[Entries from a point annotation set]
=======

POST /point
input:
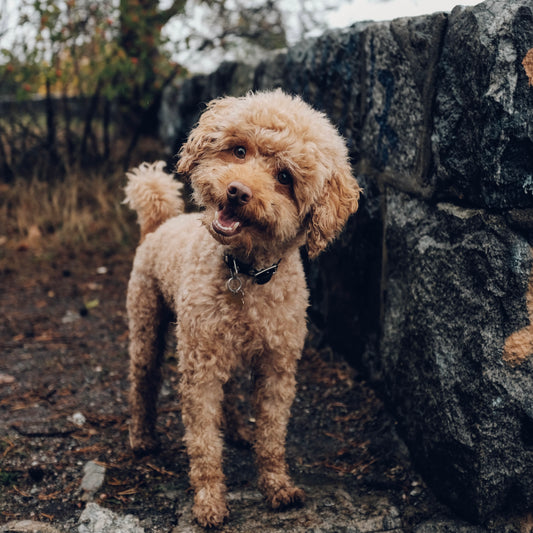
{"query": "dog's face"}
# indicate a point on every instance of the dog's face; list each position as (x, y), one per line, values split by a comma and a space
(269, 171)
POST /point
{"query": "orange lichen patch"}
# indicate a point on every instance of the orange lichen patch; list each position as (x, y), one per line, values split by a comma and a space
(519, 346)
(527, 63)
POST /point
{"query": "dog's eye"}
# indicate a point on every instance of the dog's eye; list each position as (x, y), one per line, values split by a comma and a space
(284, 177)
(239, 152)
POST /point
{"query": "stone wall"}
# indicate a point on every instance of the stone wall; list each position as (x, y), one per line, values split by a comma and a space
(427, 289)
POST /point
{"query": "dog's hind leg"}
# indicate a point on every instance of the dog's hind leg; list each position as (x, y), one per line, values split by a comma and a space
(201, 394)
(148, 323)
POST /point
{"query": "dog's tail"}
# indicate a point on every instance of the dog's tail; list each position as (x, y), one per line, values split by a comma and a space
(154, 194)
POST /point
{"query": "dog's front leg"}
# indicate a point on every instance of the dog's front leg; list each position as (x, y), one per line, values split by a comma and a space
(201, 403)
(274, 393)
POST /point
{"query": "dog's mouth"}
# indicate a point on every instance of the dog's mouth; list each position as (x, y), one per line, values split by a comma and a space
(227, 222)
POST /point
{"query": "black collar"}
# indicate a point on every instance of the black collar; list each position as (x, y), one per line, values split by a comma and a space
(260, 277)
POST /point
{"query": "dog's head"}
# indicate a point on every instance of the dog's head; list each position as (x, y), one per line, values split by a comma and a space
(269, 169)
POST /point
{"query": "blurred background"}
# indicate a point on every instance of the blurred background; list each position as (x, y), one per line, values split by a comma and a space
(81, 85)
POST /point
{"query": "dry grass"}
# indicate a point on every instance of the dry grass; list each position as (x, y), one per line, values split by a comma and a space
(83, 210)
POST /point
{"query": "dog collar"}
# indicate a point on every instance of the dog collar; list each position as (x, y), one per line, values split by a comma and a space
(260, 277)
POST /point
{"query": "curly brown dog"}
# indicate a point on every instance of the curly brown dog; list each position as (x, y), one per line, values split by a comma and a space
(272, 175)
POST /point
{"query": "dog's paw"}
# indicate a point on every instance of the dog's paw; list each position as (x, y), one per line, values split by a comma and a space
(210, 509)
(285, 497)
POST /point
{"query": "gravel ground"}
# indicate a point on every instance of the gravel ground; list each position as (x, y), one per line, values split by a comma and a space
(63, 390)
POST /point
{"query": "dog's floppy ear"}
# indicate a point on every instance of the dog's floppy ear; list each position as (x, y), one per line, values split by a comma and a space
(204, 135)
(340, 198)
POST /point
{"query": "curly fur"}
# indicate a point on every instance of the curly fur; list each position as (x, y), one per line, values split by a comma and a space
(271, 175)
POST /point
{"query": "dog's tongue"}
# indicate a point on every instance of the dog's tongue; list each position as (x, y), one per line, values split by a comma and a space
(226, 223)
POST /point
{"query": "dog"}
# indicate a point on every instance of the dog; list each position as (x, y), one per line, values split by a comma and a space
(271, 175)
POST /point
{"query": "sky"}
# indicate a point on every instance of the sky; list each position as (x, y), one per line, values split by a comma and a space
(350, 11)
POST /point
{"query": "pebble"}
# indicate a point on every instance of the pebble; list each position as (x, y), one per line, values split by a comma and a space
(93, 479)
(96, 519)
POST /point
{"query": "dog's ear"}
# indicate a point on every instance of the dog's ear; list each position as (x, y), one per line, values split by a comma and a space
(340, 198)
(205, 135)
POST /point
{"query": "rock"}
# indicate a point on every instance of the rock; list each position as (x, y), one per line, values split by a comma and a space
(96, 519)
(427, 290)
(93, 479)
(27, 526)
(455, 284)
(483, 140)
(447, 526)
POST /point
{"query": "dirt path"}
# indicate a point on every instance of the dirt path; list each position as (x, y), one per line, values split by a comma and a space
(63, 382)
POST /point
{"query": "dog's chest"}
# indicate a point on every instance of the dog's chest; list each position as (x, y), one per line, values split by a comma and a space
(249, 322)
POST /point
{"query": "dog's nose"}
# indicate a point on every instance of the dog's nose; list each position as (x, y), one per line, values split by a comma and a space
(238, 193)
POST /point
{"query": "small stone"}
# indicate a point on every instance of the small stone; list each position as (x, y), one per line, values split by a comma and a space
(93, 480)
(96, 519)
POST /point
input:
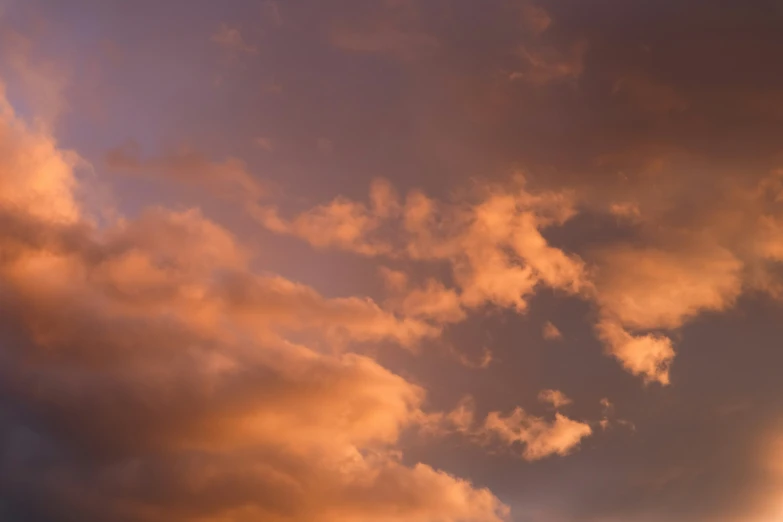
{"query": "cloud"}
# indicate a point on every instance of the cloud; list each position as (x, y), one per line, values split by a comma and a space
(230, 39)
(494, 246)
(657, 288)
(649, 356)
(149, 375)
(541, 439)
(555, 398)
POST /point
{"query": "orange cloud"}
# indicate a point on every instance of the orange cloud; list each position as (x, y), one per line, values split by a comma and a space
(541, 438)
(555, 398)
(196, 384)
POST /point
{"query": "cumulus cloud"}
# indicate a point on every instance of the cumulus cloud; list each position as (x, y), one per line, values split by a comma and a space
(495, 246)
(541, 439)
(555, 398)
(658, 288)
(186, 386)
(649, 356)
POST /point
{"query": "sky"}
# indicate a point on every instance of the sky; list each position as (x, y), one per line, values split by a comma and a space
(391, 261)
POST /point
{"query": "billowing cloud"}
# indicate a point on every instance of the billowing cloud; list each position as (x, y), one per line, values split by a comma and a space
(540, 438)
(148, 349)
(550, 332)
(555, 398)
(495, 246)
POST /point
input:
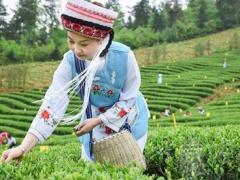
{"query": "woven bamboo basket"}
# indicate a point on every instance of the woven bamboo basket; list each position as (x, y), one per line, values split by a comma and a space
(120, 149)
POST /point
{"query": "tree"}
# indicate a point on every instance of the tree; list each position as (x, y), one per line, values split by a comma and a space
(115, 6)
(3, 14)
(141, 13)
(174, 11)
(24, 20)
(158, 22)
(229, 12)
(50, 10)
(202, 16)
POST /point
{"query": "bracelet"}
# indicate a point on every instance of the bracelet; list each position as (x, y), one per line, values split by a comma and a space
(22, 149)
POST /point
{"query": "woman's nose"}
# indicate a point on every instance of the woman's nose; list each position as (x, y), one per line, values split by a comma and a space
(78, 51)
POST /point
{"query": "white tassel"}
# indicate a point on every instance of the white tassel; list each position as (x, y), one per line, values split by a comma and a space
(71, 87)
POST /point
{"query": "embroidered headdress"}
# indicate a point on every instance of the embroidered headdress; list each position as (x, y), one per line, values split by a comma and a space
(92, 21)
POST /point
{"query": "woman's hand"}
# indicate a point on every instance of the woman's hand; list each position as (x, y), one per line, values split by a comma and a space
(86, 126)
(11, 154)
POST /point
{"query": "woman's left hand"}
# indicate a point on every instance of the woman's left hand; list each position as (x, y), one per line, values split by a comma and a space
(86, 126)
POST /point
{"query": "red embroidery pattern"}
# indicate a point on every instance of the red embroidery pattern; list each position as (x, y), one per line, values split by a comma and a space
(109, 92)
(102, 109)
(122, 113)
(108, 130)
(85, 30)
(47, 117)
(96, 87)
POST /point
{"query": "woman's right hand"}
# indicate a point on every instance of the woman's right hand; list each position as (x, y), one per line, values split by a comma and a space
(11, 154)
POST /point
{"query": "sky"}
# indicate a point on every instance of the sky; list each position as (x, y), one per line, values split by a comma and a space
(125, 4)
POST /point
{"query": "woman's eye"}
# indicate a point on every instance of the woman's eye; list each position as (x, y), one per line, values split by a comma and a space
(84, 45)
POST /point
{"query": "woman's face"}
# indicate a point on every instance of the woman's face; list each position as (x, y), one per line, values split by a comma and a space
(83, 47)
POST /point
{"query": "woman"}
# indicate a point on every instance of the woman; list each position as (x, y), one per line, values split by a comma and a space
(106, 76)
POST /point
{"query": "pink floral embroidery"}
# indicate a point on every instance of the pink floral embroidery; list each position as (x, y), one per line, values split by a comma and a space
(96, 87)
(102, 109)
(108, 130)
(45, 115)
(110, 92)
(122, 113)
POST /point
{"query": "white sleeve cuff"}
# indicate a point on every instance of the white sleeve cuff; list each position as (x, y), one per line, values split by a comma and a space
(114, 126)
(36, 133)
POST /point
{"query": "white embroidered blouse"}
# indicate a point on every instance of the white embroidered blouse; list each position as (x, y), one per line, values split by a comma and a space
(54, 108)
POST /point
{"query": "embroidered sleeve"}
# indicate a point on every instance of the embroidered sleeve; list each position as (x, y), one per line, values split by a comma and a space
(116, 116)
(52, 108)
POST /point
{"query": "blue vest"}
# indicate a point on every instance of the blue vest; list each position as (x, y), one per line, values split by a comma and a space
(107, 85)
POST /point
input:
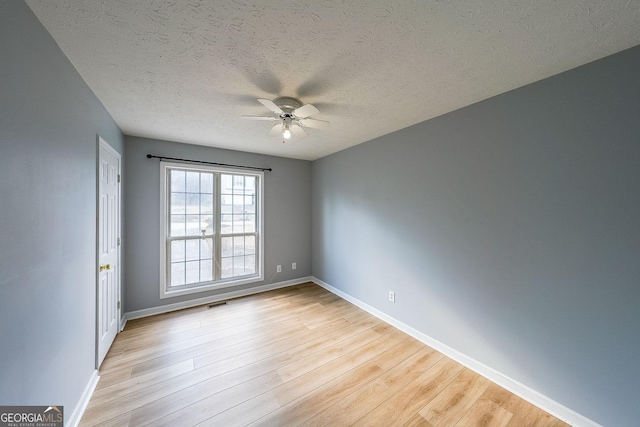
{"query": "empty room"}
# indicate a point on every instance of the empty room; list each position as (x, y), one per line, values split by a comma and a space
(280, 213)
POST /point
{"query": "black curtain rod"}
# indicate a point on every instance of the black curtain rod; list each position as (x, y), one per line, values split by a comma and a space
(151, 156)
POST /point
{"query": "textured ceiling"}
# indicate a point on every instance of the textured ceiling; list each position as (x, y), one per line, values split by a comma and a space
(186, 70)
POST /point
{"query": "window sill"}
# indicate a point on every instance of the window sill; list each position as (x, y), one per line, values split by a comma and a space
(176, 292)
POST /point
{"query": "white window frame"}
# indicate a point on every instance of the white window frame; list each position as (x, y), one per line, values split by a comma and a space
(165, 289)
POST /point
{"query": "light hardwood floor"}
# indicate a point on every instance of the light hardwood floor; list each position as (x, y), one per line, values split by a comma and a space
(294, 356)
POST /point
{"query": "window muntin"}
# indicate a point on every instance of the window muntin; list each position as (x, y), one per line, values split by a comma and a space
(211, 228)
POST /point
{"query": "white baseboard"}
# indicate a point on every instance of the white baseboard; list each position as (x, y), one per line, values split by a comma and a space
(209, 300)
(546, 404)
(77, 413)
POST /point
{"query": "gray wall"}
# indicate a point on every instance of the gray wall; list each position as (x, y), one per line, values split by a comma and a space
(287, 224)
(49, 120)
(509, 230)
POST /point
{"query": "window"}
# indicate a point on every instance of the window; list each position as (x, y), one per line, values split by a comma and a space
(211, 228)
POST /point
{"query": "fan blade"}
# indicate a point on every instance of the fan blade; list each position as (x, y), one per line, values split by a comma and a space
(269, 118)
(270, 105)
(298, 132)
(305, 111)
(275, 130)
(313, 123)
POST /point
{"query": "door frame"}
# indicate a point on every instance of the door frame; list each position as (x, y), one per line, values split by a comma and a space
(101, 143)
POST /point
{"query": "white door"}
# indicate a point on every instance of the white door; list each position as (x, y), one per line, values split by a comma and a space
(108, 292)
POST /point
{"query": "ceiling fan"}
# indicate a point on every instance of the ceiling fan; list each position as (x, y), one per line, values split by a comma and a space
(292, 116)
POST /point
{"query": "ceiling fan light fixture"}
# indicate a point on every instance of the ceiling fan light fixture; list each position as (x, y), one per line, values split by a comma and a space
(286, 128)
(286, 133)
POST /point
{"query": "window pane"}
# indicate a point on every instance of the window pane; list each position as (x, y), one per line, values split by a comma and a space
(249, 223)
(206, 248)
(238, 266)
(193, 182)
(227, 268)
(226, 184)
(206, 224)
(226, 224)
(226, 246)
(206, 203)
(206, 271)
(193, 203)
(238, 205)
(177, 181)
(238, 224)
(193, 225)
(250, 264)
(192, 249)
(250, 245)
(226, 204)
(177, 203)
(206, 183)
(192, 272)
(177, 250)
(249, 184)
(177, 274)
(177, 225)
(238, 245)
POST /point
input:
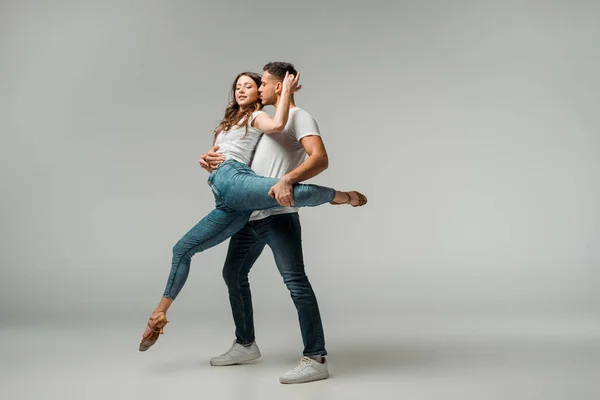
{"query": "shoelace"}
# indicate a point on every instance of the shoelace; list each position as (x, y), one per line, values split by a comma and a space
(304, 362)
(235, 346)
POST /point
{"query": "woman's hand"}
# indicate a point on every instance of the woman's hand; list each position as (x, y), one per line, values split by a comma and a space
(290, 83)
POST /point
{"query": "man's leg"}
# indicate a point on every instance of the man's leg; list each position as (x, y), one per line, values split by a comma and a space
(283, 236)
(244, 249)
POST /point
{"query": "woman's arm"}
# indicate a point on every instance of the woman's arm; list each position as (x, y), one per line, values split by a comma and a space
(264, 122)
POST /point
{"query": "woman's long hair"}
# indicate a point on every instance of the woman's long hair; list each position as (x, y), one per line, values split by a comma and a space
(234, 115)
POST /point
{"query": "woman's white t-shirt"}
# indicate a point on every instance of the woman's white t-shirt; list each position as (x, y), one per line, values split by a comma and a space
(238, 145)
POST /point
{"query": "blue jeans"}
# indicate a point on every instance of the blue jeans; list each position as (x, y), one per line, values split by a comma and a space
(282, 233)
(238, 191)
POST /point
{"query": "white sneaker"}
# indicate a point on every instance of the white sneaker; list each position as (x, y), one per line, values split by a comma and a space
(236, 354)
(307, 371)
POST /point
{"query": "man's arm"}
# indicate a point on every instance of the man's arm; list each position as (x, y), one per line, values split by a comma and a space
(316, 163)
(211, 159)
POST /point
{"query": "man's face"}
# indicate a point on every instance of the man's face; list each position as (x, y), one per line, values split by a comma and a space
(269, 88)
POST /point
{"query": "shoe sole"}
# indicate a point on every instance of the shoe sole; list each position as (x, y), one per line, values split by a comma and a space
(224, 363)
(307, 379)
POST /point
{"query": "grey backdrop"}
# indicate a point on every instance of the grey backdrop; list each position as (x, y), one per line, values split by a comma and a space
(473, 127)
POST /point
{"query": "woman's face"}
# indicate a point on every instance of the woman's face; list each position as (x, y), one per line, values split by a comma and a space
(246, 91)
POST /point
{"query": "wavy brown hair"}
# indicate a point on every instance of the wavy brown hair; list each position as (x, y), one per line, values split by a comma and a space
(234, 114)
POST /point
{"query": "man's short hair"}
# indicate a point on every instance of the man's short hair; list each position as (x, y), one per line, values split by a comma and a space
(279, 68)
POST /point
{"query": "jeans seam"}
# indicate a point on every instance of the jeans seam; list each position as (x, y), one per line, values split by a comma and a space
(176, 270)
(238, 282)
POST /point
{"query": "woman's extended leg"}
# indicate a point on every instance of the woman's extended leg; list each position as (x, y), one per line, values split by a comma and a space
(213, 229)
(249, 192)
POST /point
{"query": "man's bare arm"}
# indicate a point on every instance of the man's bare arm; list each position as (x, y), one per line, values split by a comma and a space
(316, 163)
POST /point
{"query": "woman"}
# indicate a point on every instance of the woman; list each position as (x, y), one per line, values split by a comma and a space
(237, 189)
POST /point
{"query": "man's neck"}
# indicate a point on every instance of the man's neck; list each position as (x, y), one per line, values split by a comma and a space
(292, 102)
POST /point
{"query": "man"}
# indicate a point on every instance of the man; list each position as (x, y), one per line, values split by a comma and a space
(284, 156)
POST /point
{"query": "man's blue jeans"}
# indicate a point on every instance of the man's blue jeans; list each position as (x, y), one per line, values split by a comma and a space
(282, 233)
(238, 191)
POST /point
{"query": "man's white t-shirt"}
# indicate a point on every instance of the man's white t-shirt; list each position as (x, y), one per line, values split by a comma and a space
(279, 153)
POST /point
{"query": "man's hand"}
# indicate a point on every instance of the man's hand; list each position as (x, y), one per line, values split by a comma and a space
(211, 159)
(283, 192)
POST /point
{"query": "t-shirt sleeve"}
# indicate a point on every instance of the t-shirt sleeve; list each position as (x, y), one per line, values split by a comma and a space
(254, 115)
(304, 125)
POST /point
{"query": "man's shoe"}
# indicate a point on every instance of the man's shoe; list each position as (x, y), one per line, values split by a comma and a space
(237, 354)
(307, 371)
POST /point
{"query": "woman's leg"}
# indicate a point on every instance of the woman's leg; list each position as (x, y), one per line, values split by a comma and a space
(250, 192)
(219, 225)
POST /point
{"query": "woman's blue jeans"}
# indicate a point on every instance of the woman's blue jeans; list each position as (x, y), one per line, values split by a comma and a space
(238, 191)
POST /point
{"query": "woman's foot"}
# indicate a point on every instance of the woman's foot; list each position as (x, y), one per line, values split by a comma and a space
(154, 329)
(354, 198)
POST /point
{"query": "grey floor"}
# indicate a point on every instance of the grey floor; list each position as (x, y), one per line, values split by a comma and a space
(397, 357)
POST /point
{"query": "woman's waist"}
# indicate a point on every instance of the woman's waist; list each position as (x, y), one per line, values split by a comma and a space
(228, 170)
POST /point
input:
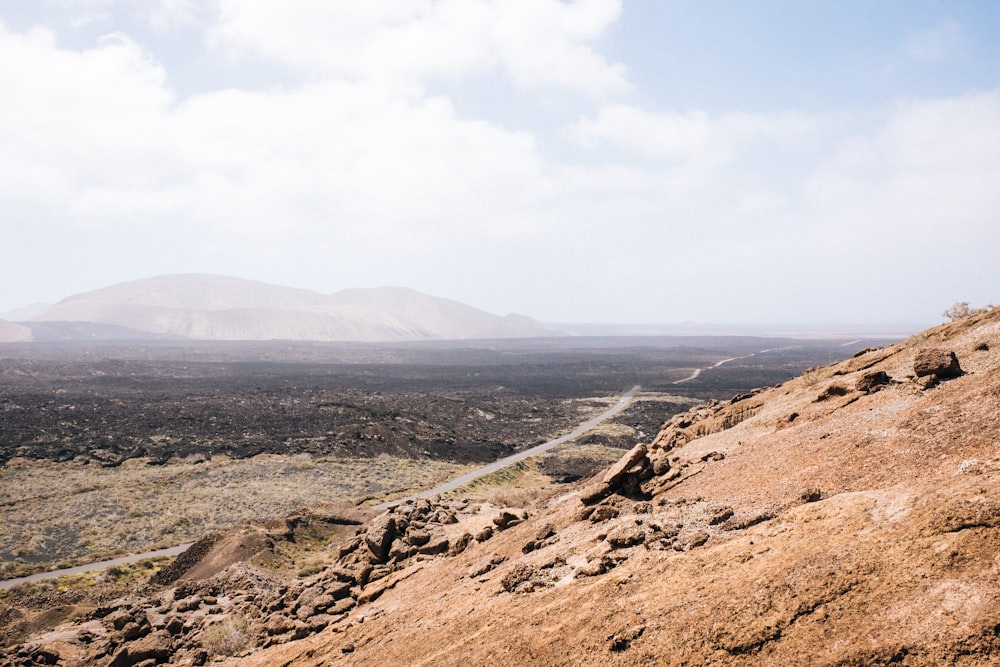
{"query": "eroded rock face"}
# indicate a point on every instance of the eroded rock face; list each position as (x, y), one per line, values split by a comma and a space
(380, 534)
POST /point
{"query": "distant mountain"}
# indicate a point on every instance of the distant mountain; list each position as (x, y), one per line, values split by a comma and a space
(208, 307)
(13, 333)
(24, 312)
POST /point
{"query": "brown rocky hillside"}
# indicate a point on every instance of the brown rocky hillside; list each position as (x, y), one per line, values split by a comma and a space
(850, 516)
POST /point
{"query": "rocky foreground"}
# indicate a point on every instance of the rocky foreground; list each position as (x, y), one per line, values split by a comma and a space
(850, 516)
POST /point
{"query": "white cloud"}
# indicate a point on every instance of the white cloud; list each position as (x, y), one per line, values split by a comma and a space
(936, 43)
(159, 14)
(98, 135)
(533, 42)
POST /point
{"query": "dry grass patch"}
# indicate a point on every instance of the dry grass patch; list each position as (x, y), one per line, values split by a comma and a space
(60, 514)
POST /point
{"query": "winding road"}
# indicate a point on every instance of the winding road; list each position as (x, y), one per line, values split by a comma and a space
(698, 371)
(499, 464)
(622, 403)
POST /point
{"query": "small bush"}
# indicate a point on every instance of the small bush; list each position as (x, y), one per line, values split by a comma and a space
(227, 637)
(811, 495)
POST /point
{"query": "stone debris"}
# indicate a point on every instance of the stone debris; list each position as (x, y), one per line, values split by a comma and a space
(936, 364)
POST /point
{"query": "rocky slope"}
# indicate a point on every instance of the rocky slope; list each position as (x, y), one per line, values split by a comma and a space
(206, 307)
(850, 516)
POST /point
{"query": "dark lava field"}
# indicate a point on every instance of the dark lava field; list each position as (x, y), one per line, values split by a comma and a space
(463, 402)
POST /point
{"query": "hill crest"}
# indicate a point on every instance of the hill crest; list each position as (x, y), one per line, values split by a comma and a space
(850, 516)
(209, 307)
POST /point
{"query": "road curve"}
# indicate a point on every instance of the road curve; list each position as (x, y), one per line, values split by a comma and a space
(499, 464)
(622, 403)
(80, 569)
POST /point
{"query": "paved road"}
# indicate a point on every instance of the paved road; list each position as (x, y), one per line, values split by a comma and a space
(499, 464)
(449, 486)
(698, 371)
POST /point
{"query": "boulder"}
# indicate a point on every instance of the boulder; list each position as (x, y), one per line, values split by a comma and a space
(937, 361)
(625, 535)
(615, 473)
(873, 381)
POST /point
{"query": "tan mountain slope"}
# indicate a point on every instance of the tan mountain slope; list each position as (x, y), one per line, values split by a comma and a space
(847, 517)
(865, 530)
(207, 307)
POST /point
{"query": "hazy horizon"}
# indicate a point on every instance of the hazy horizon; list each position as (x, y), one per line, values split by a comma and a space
(594, 161)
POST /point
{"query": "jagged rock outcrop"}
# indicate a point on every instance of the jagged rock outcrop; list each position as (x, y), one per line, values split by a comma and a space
(937, 362)
(774, 528)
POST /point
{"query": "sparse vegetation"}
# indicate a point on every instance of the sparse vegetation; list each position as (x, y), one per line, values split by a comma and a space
(230, 636)
(961, 310)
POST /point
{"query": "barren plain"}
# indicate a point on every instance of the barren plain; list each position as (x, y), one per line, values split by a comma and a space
(110, 448)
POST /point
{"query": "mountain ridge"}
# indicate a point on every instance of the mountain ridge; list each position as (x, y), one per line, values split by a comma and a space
(846, 517)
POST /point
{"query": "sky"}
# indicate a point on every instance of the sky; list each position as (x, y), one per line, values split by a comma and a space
(774, 161)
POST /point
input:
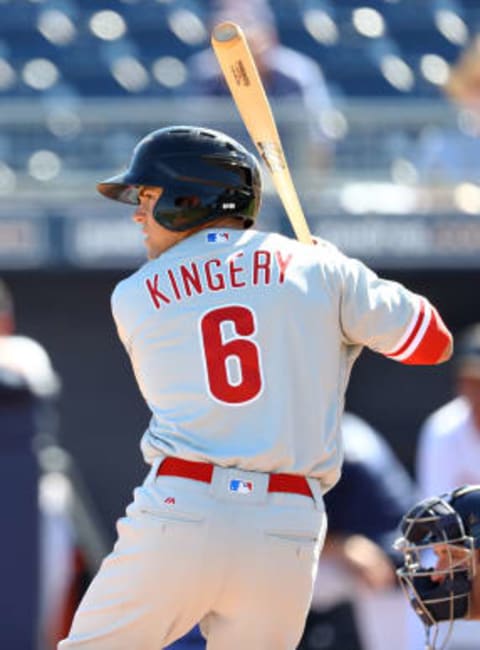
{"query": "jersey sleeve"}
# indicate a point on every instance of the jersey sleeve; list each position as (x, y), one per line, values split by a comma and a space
(390, 319)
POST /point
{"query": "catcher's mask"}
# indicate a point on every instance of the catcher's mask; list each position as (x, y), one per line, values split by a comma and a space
(439, 538)
(204, 175)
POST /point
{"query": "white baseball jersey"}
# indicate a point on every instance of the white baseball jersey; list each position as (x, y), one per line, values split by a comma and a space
(242, 344)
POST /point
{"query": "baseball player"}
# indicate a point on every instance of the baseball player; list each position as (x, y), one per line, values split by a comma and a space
(441, 547)
(242, 343)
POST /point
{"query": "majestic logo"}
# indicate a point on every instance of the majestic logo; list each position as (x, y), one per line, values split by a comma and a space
(240, 487)
(240, 74)
(272, 155)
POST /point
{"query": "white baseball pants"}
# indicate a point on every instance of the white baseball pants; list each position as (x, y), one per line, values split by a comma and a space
(228, 554)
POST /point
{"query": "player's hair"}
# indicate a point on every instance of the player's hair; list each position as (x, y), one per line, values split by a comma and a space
(204, 175)
(6, 300)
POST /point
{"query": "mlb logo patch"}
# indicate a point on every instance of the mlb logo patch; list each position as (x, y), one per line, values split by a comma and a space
(240, 487)
(217, 237)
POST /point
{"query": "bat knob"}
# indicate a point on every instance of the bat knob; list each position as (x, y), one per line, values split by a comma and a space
(225, 31)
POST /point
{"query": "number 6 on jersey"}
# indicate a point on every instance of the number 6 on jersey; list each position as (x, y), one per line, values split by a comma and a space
(233, 366)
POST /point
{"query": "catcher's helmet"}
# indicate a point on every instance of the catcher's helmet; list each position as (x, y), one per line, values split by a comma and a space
(204, 175)
(452, 519)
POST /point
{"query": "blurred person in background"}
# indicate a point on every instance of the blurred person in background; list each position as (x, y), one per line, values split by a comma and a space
(452, 154)
(357, 600)
(287, 74)
(40, 592)
(448, 452)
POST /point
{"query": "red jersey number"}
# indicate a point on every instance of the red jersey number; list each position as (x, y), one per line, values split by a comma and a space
(223, 356)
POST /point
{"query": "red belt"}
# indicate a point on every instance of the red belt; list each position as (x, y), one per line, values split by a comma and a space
(204, 471)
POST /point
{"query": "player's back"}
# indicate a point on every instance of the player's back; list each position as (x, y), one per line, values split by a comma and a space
(236, 345)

=======

Objective: Which lines of the material above contain the word "backdrop"? Extract each such line in full, treating uppercase and lowercase as different.

The solution:
{"query": "grey backdrop"}
# indicate a point on every instance of the grey backdrop; list each position as (x, y), one per line, values split by a comma and a space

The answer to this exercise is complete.